> [TO BE DONE] Locate every line in the records that contains the word "blue" and copy each of those lines.

[Saved data entries]

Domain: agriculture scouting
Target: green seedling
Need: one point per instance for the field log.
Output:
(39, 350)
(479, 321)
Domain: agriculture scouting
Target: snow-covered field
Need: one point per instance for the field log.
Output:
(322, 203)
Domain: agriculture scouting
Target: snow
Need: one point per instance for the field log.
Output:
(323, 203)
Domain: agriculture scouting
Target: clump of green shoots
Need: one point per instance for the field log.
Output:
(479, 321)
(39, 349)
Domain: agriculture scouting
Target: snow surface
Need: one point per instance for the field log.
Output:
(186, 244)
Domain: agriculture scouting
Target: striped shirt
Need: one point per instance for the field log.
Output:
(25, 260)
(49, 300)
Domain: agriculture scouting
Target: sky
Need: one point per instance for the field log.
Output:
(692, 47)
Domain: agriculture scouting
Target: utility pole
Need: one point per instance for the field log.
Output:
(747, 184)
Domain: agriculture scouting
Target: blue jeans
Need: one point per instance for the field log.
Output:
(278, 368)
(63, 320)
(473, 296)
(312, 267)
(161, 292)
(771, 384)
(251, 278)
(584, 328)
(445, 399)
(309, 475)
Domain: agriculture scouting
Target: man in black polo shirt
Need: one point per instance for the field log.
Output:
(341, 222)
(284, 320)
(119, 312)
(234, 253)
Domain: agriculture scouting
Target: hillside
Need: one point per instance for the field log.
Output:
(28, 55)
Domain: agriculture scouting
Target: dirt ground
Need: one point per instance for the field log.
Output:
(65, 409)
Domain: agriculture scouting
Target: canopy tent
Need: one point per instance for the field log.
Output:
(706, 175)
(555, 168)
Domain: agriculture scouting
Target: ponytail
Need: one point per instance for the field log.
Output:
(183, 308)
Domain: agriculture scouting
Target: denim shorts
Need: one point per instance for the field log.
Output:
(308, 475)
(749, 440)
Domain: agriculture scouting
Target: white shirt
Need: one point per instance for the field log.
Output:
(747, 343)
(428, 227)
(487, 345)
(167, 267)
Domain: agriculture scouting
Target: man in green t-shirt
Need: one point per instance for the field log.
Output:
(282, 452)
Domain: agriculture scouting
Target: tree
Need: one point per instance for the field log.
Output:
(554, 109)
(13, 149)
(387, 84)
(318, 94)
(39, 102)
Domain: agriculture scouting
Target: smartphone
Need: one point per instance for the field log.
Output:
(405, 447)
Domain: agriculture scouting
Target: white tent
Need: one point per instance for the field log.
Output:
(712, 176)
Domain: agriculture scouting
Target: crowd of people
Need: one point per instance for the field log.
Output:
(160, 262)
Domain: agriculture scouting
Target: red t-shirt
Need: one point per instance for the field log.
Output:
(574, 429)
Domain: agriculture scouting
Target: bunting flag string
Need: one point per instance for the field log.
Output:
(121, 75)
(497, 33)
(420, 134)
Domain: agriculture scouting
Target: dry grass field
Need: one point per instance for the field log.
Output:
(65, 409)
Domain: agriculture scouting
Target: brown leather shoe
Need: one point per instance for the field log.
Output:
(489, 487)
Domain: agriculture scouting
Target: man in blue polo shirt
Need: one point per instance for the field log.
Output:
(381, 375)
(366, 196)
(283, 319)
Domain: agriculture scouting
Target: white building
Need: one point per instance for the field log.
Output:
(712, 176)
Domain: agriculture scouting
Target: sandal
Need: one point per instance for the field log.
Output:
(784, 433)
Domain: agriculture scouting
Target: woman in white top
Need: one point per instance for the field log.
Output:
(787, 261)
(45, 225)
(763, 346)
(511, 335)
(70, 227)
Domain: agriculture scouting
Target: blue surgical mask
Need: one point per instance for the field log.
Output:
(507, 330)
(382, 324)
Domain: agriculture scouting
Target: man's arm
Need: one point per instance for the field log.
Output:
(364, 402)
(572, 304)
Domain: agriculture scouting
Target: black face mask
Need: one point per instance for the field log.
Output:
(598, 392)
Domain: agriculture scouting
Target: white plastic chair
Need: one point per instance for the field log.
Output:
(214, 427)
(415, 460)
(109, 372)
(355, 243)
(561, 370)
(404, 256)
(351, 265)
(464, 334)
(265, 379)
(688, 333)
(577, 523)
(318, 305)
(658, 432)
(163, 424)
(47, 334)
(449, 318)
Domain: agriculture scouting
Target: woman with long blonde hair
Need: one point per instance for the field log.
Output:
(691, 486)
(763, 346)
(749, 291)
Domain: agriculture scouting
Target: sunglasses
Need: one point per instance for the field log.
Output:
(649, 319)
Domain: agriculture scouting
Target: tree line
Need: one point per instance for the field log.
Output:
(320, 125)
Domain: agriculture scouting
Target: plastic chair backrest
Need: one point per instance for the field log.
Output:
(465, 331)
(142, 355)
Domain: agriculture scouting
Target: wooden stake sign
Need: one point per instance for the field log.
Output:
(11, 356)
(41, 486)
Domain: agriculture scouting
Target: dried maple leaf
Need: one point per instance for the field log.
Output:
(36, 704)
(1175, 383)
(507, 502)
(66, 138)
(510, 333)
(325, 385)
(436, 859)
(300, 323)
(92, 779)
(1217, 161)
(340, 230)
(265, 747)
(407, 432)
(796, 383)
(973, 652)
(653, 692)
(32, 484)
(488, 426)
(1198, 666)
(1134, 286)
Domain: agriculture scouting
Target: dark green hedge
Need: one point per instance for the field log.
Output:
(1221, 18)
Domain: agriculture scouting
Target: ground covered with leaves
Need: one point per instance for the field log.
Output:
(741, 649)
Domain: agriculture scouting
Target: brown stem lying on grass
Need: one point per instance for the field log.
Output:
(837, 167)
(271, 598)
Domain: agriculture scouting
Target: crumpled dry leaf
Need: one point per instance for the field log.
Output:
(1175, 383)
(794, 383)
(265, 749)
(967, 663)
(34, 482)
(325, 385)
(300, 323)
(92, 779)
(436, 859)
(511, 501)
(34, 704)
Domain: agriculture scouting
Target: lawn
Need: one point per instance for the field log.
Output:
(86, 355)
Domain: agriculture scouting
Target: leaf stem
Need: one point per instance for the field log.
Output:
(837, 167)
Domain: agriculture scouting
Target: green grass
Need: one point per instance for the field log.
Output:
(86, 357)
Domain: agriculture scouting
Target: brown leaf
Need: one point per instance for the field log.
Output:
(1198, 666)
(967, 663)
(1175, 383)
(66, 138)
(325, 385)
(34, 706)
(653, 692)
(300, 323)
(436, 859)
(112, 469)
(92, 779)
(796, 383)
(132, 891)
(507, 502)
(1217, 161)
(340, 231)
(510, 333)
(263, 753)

> [EXPECTED OUTPUT]
Target: blue jeans
Target: man in blue polo shirt
Target: blue surgical mask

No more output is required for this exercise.